TASK STATEMENT: Pick out every line in the items below that contains the word "tree", and copy those lines.

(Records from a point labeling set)

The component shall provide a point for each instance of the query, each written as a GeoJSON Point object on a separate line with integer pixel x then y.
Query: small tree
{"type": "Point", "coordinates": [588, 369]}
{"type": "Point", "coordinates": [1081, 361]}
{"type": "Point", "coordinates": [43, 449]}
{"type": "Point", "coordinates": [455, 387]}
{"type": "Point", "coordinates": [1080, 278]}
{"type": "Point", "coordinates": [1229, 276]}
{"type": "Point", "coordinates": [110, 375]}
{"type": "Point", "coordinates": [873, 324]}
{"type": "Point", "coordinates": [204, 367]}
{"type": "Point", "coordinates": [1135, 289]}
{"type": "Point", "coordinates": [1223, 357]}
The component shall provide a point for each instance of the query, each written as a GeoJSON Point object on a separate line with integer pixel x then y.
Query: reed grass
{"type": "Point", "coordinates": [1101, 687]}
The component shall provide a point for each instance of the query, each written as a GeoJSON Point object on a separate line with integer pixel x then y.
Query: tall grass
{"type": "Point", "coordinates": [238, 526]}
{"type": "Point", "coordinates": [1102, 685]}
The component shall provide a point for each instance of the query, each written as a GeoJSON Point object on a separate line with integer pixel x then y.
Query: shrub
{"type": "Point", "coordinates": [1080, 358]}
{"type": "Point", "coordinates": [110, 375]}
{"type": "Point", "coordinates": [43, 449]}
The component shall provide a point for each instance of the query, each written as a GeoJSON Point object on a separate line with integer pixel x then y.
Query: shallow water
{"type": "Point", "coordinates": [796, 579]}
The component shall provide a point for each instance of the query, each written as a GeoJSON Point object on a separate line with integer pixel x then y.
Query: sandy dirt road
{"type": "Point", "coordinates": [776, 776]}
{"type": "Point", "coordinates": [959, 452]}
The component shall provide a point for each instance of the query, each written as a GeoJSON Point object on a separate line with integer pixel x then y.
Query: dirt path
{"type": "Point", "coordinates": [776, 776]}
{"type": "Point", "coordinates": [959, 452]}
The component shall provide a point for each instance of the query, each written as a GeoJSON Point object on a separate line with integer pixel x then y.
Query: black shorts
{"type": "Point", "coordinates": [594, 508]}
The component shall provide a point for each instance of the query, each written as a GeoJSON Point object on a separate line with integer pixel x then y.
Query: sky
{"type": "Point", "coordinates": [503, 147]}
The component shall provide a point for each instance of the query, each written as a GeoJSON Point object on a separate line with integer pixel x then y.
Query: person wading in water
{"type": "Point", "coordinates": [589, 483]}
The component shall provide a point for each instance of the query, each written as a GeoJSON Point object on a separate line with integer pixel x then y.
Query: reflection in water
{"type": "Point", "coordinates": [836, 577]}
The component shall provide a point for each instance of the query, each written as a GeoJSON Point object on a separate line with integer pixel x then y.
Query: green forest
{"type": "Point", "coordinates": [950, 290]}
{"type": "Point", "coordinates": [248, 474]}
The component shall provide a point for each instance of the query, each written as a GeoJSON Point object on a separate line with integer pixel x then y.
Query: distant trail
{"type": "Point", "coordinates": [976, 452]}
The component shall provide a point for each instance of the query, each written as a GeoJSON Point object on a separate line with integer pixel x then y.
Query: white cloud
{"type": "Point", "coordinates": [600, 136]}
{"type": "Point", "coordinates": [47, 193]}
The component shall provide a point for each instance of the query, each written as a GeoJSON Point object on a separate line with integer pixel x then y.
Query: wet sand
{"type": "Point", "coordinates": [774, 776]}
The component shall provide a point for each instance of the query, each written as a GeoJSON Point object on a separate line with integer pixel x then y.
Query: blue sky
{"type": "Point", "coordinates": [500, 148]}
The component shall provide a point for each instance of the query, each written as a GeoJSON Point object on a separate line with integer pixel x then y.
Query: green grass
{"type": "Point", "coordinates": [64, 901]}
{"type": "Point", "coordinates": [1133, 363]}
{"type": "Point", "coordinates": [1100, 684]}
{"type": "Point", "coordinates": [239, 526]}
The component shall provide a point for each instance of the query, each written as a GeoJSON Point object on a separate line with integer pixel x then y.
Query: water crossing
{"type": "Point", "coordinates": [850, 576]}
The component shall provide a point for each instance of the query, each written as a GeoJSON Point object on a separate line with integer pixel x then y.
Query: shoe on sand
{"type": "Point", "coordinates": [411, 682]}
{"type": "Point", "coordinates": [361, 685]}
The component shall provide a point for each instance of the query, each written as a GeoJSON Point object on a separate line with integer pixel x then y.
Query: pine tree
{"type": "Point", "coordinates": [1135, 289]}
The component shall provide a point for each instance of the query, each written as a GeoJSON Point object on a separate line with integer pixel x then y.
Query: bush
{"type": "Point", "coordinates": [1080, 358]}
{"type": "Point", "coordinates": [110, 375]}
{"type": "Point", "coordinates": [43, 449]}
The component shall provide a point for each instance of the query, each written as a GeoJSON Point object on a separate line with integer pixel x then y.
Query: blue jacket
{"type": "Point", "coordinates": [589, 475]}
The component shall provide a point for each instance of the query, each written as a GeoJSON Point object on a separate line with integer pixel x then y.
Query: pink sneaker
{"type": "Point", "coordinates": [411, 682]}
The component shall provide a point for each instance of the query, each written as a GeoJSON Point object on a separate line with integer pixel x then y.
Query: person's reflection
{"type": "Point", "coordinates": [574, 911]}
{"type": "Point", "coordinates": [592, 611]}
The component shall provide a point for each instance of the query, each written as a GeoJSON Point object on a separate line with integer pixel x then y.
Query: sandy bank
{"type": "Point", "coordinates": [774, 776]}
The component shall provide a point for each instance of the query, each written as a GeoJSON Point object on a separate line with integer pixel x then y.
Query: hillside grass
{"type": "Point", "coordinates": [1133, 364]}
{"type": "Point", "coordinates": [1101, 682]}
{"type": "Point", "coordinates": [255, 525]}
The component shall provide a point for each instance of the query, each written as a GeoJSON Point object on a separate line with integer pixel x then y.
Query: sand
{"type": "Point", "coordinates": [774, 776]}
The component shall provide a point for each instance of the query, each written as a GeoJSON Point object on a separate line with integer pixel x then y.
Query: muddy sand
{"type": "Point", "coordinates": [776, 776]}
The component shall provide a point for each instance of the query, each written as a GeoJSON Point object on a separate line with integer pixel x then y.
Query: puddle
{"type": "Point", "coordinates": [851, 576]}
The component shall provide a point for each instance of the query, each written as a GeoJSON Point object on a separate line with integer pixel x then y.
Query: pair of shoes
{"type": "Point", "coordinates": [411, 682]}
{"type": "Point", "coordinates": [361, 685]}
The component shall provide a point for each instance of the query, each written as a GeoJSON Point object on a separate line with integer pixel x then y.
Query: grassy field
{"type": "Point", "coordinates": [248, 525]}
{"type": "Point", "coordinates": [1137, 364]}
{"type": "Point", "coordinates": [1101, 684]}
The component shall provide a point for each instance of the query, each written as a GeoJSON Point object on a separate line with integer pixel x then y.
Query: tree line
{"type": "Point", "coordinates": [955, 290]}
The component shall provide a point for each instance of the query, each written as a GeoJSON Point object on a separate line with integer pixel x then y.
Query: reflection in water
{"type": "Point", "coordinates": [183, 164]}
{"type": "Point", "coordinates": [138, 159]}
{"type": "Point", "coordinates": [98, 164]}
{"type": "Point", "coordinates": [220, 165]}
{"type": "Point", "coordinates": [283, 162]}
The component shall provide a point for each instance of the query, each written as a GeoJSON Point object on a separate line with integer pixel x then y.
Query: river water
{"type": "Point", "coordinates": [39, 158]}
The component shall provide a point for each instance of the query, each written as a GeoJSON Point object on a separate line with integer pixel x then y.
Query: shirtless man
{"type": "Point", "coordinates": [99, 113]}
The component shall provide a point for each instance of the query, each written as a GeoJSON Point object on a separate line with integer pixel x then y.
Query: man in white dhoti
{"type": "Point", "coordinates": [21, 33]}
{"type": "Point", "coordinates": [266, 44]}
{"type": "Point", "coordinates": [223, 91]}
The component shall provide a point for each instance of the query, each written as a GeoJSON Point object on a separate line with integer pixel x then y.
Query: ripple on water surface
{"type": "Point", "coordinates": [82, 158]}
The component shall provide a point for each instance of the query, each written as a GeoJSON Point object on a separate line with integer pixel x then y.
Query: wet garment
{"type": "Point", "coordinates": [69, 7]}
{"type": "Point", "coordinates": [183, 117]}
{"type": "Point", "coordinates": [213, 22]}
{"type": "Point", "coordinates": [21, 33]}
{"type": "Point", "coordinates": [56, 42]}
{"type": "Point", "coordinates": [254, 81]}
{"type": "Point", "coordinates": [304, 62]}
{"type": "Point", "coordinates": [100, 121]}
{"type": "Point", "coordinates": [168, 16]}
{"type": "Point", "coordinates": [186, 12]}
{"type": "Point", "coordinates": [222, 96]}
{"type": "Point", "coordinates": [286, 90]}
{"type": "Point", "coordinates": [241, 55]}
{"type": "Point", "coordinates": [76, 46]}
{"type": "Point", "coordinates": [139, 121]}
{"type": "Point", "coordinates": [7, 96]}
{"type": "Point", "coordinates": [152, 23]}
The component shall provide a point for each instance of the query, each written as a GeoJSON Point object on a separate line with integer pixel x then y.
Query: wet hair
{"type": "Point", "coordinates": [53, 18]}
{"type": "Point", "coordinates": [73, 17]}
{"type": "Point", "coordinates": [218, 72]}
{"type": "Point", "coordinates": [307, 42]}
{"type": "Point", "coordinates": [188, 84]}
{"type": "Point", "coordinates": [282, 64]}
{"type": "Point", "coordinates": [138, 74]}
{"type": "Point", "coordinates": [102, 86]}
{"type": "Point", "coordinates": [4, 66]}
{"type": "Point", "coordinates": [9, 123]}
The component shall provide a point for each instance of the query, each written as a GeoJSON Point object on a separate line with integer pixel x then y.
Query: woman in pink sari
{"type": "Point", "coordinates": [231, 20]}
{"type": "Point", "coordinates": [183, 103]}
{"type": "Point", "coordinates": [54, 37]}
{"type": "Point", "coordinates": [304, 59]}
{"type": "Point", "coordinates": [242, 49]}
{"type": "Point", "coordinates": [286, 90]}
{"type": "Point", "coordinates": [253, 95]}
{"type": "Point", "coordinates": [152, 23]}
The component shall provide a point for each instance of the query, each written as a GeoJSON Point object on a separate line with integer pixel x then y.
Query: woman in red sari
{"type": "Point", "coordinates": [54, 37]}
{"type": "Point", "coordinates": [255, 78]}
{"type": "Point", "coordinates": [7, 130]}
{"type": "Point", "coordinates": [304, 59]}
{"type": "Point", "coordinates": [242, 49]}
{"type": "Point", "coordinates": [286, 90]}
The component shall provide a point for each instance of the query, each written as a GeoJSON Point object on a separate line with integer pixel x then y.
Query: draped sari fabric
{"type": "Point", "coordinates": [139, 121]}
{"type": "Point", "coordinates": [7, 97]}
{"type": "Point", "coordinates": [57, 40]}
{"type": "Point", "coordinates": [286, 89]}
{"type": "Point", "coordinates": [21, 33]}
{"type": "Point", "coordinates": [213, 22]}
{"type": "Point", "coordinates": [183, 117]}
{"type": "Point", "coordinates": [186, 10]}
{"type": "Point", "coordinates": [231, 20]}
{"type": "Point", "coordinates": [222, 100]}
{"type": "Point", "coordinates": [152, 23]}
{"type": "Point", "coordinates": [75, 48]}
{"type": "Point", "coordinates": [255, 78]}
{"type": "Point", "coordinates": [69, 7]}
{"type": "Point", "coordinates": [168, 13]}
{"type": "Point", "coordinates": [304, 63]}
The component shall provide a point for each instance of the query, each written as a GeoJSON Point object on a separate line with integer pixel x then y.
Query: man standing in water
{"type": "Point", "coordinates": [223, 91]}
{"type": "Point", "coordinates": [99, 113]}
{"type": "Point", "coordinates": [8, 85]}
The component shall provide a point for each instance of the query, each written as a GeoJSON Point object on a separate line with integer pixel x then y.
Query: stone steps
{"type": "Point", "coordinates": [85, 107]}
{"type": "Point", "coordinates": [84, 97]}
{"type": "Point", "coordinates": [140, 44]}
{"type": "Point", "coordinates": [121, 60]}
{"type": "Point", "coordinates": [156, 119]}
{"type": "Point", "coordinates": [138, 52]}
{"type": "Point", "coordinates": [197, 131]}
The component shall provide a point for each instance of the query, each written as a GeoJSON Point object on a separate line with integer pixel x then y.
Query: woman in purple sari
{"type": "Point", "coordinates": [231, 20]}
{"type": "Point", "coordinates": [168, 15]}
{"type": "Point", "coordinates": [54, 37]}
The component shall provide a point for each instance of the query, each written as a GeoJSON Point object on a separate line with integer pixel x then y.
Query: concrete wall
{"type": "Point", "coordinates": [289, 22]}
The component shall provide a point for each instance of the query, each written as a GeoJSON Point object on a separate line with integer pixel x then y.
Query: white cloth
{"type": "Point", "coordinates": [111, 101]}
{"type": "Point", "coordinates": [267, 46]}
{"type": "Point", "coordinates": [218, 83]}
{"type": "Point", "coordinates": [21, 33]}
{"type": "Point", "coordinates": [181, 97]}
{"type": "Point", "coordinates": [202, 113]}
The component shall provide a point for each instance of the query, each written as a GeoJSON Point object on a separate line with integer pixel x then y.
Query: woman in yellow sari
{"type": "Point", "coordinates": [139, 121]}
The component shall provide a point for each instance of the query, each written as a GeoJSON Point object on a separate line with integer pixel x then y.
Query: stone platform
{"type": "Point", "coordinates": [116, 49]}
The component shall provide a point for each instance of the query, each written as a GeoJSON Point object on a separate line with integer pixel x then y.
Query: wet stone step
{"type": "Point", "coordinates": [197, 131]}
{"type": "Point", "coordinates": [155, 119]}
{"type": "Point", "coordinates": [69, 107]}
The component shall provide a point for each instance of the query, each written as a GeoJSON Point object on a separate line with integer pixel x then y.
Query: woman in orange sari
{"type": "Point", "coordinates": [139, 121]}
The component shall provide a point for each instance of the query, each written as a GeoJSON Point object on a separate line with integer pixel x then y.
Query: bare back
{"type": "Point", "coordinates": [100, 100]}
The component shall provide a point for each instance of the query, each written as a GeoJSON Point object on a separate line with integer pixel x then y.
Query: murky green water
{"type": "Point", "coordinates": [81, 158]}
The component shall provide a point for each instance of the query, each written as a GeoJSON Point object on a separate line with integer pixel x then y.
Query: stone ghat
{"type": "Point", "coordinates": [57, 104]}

WRITTEN ANSWER:
Query: small tree
Query: pine tree
Query: tree line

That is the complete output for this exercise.